## Задание 1
Выпишите из отрывка о ярославской тюрьме фрагмент от слов «Мы должны были» до слов «Лицо его перекосилось.» включительно.
## Задание 2
Ответьте по отрывку о ярославской тюрьме на следующие вопросы:
(а) Какой номер был у рассказчицы?
(б) С какого года Маргарита Турышева сидела в камере одна?
(в) На какой срок рассказчицу лишили переписки за громкий разговор?

## Фрагмент текста
В камере нас было двое. Спасали книги и беседа — тихая, чтоб не услышали за дверью и не сделали замечания.

У меня от природы громкий голос. По приезде я еще не успела написать маме письмо, как меня лишили переписки на шесть месяцев за громкий разговор.

Мы должны были забыть свои имена, у меня был номер 37 дробь 2.

Лишали библиотеки только за то, что якобы мы подчеркивали ногтем фразы, а мы не подчеркивали никогда, ни разу.

Давали две тетради, когда испишешь — их заменяли новыми.

Раз в месяц камеры обходил начальник тюрьмы — злой, ехидный, ненавидящий заключенных.

Я сказала ему, что пишу в тетрадях маленькие рассказы и стихи в прозе. Некоторые казались мне удачными, и я просила его сохранить тетради до моего выхода из тюрьмы. Лицо его перекосилось.

— Пока вы отсюда выйдете, эти тетради сгниют, — отчеканил он злобно.

— Вы так думаете? Я смотрю на будущее более оптимистично.

Разговор этот стоил нам карцера обеим… в тот же день. За то, что мы якобы кормили голубков.

Мы их не кормили и к окну не подходили. Так выбивали из нас излишний оптимизм.

Такова была ярославская тюрьма для отсидки, у кого было тюремное заключение.

Единственным утешением для нас была большая дружба, книги и клочок неба за решеткой.

Маргарита Турышева сидела в этой камере с 1936 года одна и все время смиренно умоляла начальника дать ей товарища по камере.

Когда меня привезли, мне тоже приготовили одиночку, но в моих документах было заключение медицинской комиссии о том, что одиночка мне противопоказана. Маргарита удивилась, почему мне противопоказана одиночка. Спросила, как и почему мне выдали свидетельство. Я рассказала. Не без юмора. Она то ахала, то смеялась…

После суда меня привезли в корпус, где сидели лишь с тюремным заключением. Большой четырехэтажный корпус, но я оказалась единственной женщиной. Не сажать же меня с мужчинами. Так я оказалась в одиночке.

После тяжелого суда, после которого я потеряла сознание, нервы были расшатаны вконец — а тут одиночка! Переносила ее крайне тяжело. На меня напал страх. И вот, идя с оправки, я кружкой перебила все стекла в многочисленных переплетах рам. Растерянные надзиратели только таращили на меня глаза. Кто-то вызвал начальника тюрьмы. Я ему заявила, что сидеть в одиночке я не могу. Он предложил пока зайти, а они, дескать, разберутся. Заходить я отказалась наотрез. Как только они приближались ко мне, чтобы завести силой, я вопила на всю тюрьму. Кричала: «Сажайте хоть с бандитами, но в одиночке я не могу!» Орала так громко, что все мужское население тюрьмы узнало мой голос и поняло, в чем дело. Началось что-то неимоверное, что в тюрьмах бывало только до революции, — обструкция. Заключенные стучали в двери руками, ногами, табуретками, разбивая их в щепы, кричали на всю тюрьму: «Не смейте держать женщину в одиночке!» Побледневший, перепуганный начальник махнул рукой, велел дать мне стул и отправился к телефону звонить в тюремную больницу, чтобы меня забрали. Минут через десять я оказалась в больнице, где меня лечили от нервного потрясения. И врачебная комиссия выдала документ, что мне одиночка противопоказана. И вот меня посадили к Маргарите (37 дробь 1). Радость ее была беспредельна. А я с изумлением смотрела на нее.

Данные, извлечённые из коллекции:
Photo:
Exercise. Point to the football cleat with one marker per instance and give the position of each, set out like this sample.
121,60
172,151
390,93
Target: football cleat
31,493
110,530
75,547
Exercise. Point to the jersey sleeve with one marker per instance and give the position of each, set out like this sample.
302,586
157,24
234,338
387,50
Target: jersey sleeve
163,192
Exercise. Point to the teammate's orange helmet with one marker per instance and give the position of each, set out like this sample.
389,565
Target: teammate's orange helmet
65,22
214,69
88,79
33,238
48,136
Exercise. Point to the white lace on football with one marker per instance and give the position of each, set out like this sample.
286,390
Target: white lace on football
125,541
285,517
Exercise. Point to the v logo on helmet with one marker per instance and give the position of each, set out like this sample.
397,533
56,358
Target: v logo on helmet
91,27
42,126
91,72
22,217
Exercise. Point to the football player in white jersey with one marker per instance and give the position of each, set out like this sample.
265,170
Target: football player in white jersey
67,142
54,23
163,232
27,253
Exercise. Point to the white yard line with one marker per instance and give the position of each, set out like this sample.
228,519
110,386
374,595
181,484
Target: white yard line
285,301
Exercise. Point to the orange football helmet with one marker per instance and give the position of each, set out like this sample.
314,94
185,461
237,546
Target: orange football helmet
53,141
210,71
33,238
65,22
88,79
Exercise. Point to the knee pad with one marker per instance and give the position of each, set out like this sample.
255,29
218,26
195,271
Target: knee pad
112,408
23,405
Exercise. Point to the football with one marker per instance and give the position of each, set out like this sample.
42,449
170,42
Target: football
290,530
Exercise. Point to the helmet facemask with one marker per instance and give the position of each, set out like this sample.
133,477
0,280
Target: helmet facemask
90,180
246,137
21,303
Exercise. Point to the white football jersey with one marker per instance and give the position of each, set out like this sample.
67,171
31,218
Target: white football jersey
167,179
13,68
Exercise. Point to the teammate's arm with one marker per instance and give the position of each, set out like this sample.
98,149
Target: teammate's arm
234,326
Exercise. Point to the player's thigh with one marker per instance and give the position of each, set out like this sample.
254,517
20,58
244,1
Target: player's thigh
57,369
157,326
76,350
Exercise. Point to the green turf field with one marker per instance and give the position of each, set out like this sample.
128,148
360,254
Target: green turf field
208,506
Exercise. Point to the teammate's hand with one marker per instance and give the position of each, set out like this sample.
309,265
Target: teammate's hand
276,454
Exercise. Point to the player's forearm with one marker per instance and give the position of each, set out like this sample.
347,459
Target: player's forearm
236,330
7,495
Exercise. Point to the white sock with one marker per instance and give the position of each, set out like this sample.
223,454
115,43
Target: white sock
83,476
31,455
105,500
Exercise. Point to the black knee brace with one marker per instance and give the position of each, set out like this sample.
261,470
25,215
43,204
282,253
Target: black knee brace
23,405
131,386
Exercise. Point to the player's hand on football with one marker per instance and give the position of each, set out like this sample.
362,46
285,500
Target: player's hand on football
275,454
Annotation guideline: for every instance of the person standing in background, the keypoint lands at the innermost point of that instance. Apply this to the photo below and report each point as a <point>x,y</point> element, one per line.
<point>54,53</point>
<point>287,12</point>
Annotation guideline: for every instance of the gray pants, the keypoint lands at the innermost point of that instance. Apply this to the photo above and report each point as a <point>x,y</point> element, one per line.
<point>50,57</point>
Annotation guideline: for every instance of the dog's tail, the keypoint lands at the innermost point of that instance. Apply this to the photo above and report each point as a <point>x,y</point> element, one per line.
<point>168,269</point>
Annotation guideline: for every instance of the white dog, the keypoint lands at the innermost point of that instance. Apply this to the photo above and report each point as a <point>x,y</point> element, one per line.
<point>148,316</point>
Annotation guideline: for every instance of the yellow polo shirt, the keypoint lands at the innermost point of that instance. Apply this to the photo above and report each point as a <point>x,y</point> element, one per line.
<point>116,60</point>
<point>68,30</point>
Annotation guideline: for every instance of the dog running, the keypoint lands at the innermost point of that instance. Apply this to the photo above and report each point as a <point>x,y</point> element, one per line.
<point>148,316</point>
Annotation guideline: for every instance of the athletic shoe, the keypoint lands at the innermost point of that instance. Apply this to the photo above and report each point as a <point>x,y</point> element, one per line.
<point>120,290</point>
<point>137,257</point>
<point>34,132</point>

## Ответ 1
Мы должны были забыть свои имена, у меня был номер 37 дробь 2.

Лишали библиотеки только за то, что якобы мы подчеркивали ногтем фразы, а мы не подчеркивали никогда, ни разу.

Давали две тетради, когда испишешь — их заменяли новыми.

Раз в месяц камеры обходил начальник тюрьмы — злой, ехидный, ненавидящий заключенных.

Я сказала ему, что пишу в тетрадях маленькие рассказы и стихи в прозе. Некоторые казались мне удачными, и я просила его сохранить тетради до моего выхода из тюрьмы. Лицо его перекосилось.

## Ответ 2
(а) 37 дробь 2.
(б) С 1936 года.
(в) На шесть месяцев.